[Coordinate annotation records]

----

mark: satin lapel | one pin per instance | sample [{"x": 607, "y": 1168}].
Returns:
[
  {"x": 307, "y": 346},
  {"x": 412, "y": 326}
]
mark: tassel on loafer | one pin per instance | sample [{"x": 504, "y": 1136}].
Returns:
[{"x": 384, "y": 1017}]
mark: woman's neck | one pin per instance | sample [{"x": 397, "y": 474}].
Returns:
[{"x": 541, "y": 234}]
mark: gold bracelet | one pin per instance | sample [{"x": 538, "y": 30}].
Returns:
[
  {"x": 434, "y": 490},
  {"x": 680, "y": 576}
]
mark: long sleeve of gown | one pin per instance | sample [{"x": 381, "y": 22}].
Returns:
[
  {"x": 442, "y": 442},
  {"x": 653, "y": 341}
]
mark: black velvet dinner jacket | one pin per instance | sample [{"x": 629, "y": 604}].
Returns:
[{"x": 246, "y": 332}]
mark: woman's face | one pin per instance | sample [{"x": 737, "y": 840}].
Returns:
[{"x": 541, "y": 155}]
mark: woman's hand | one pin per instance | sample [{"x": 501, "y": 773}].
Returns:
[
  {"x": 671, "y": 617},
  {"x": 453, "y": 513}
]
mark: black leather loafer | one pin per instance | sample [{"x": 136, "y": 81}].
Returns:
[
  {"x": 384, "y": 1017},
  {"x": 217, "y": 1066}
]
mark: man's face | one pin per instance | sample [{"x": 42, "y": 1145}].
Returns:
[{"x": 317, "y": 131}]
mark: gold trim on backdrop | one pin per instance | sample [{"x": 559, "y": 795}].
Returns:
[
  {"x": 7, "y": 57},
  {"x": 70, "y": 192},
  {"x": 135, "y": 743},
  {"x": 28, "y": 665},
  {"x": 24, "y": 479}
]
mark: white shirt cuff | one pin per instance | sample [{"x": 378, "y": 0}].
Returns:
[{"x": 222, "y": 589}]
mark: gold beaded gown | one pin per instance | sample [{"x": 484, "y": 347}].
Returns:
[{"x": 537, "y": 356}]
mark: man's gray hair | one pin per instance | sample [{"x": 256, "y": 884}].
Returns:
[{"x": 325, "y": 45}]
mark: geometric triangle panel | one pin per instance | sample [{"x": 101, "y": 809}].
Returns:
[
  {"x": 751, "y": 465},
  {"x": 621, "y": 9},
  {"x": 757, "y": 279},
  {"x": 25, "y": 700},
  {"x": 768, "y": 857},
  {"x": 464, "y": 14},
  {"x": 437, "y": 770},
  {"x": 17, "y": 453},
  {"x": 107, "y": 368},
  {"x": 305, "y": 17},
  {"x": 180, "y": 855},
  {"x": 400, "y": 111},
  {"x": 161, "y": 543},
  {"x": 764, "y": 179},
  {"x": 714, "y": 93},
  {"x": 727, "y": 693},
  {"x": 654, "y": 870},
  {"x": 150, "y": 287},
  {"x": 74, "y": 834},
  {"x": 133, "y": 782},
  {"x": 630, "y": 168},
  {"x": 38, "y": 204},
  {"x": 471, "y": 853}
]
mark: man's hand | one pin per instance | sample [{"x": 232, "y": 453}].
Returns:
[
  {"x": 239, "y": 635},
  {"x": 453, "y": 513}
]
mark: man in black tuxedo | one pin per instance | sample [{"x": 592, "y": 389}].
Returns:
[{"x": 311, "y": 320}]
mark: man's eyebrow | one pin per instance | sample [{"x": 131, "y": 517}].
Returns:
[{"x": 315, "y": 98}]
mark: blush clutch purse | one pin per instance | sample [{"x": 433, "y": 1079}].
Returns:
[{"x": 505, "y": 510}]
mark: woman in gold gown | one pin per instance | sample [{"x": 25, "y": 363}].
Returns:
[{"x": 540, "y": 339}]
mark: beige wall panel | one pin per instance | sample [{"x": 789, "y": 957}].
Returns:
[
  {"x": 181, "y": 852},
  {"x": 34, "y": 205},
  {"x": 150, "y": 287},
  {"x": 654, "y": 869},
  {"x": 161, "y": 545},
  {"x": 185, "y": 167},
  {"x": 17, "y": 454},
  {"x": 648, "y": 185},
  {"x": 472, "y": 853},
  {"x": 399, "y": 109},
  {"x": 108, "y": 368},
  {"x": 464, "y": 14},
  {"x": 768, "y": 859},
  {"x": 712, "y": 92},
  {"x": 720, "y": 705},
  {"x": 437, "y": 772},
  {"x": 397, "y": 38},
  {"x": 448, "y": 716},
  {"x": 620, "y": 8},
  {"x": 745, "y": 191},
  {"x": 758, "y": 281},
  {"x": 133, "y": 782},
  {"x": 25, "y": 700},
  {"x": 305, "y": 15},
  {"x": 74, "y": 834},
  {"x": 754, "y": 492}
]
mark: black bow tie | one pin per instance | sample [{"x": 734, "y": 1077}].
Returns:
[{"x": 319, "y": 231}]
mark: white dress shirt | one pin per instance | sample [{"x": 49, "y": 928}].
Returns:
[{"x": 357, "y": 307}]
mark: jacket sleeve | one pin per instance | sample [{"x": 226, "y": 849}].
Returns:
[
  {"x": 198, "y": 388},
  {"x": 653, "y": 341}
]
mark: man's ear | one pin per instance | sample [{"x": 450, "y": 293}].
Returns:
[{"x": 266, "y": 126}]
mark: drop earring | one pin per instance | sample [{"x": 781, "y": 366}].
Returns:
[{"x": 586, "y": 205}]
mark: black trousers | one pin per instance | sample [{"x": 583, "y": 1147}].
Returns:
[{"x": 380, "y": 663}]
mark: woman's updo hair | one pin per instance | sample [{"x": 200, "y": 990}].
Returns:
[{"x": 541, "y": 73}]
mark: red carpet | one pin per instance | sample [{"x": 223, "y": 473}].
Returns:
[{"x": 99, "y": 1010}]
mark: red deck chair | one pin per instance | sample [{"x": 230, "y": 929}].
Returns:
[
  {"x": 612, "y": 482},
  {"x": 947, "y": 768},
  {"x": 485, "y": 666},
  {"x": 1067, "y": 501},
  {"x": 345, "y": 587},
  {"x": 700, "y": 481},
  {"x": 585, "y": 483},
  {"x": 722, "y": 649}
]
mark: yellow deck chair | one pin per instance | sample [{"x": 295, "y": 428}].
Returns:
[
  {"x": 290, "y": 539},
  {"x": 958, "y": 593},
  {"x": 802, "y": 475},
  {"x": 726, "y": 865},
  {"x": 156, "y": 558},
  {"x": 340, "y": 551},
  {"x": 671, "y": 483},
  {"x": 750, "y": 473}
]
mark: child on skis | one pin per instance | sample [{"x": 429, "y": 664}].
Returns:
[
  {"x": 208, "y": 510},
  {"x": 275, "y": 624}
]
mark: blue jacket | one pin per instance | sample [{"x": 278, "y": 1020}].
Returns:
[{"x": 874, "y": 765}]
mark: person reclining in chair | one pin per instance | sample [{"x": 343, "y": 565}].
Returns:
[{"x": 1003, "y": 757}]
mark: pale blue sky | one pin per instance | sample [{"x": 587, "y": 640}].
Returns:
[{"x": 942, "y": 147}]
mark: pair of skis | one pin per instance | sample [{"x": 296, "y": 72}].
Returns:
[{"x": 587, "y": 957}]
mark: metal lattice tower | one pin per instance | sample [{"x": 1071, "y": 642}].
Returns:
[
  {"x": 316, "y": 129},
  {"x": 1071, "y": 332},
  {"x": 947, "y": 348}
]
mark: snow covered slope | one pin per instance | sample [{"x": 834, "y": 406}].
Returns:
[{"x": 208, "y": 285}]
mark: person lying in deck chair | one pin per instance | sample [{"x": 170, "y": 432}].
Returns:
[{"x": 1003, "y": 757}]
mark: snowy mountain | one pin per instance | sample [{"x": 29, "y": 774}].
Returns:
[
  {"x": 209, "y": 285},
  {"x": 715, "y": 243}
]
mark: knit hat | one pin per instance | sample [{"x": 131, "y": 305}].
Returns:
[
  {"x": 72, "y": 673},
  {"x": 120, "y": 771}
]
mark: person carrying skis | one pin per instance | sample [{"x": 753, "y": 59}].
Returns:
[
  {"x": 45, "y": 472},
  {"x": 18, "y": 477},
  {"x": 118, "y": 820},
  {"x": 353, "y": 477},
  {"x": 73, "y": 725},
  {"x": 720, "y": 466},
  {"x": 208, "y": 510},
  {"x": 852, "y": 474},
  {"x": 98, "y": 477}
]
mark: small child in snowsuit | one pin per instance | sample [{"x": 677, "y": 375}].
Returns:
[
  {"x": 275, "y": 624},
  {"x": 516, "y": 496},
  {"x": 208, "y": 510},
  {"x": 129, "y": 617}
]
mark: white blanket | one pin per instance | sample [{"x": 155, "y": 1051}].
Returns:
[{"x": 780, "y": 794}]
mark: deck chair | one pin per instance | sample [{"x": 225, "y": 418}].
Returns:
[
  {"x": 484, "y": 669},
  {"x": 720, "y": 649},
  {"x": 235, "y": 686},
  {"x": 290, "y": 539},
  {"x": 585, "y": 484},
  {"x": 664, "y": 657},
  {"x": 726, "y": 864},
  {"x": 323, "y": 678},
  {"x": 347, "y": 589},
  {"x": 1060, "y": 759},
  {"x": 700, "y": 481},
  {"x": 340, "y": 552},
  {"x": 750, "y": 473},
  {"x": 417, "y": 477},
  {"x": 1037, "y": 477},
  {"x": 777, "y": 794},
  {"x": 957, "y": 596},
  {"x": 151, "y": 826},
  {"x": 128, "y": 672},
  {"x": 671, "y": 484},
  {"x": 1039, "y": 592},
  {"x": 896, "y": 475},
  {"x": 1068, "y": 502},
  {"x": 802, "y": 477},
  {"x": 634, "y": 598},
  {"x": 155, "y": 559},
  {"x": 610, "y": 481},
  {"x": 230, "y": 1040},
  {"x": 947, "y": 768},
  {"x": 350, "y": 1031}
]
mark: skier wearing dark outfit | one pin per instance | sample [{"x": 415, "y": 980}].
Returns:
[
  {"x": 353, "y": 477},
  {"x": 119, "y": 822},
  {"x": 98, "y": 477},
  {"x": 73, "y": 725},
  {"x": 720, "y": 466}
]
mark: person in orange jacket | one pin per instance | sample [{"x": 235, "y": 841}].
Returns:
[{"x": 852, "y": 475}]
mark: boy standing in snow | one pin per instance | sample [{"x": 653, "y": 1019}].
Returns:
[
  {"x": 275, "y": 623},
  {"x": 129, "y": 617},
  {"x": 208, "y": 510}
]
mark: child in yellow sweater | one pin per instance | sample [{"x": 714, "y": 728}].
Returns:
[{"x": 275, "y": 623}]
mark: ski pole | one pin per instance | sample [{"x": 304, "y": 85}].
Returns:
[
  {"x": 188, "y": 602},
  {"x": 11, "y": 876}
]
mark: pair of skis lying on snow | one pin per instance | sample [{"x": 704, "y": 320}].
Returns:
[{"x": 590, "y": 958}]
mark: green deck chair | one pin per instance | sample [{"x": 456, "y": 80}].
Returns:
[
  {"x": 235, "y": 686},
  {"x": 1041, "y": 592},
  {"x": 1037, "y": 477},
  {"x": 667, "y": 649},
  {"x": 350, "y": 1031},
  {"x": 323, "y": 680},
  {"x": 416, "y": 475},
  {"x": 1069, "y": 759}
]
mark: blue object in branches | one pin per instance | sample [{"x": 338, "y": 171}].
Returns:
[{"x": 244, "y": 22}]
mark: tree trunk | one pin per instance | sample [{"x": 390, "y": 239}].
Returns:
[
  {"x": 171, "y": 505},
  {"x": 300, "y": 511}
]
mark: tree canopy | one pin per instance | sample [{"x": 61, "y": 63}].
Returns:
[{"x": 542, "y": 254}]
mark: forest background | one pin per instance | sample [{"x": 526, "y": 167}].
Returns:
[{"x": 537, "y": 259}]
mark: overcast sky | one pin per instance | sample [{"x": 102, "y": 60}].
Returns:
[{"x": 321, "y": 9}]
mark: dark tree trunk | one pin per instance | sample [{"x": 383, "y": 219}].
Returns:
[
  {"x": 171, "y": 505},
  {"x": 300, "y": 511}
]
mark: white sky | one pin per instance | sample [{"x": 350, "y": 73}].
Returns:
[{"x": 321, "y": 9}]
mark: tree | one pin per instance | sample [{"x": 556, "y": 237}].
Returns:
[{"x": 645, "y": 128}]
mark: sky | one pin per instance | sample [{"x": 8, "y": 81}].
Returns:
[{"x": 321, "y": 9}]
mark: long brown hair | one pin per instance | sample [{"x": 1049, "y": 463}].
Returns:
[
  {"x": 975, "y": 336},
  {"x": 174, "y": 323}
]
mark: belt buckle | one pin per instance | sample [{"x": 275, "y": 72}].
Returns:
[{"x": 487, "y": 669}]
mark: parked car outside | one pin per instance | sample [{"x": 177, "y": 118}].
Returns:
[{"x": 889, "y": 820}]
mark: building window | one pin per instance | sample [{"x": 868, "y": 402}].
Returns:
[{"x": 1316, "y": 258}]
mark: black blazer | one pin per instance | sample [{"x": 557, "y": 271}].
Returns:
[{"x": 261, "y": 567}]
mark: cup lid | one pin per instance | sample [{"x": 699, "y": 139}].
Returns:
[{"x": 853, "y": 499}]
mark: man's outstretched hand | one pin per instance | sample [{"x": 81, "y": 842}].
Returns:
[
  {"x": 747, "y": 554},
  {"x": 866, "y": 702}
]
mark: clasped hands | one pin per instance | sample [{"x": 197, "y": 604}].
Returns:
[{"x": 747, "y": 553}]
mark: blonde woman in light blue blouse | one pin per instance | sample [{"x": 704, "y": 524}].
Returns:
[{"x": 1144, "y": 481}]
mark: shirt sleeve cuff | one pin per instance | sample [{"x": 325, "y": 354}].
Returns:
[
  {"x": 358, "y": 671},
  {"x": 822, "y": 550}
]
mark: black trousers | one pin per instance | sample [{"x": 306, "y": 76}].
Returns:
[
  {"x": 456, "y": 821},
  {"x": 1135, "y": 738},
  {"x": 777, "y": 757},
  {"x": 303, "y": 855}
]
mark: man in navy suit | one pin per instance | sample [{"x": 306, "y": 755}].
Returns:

----

DIRECTIONS: Starting with the line containing "mark: man's outstretched" and going on through the end of the material, write those lines out again, requests included. Scale every coordinate in the answers by 0.95 and round to whole numbers, halves up, but leave the numbers in the requests and their samples unchanged.

REPLY TO THE EXERCISE:
mark: man's outstretched hand | one pin per instance | sample [{"x": 81, "y": 842}].
Returns:
[
  {"x": 710, "y": 526},
  {"x": 823, "y": 667}
]
mark: clasped hands | one pin per instance | sample [{"x": 197, "y": 604}].
Returns:
[{"x": 710, "y": 525}]
mark: blonde woman in light blue blouse | one pin per instance | sample [{"x": 704, "y": 524}].
Returns:
[{"x": 1087, "y": 457}]
mark: shirt sleeve cuff | one pin per instance | sample [{"x": 325, "y": 354}].
Returns:
[
  {"x": 340, "y": 637},
  {"x": 781, "y": 523}
]
mark: black trousers | one pin per instance | sample [{"x": 306, "y": 76}].
Returns:
[
  {"x": 433, "y": 780},
  {"x": 1078, "y": 701},
  {"x": 738, "y": 719},
  {"x": 288, "y": 812}
]
mark: man in navy suit | one pin per instance | sample [{"x": 306, "y": 755}].
Returns:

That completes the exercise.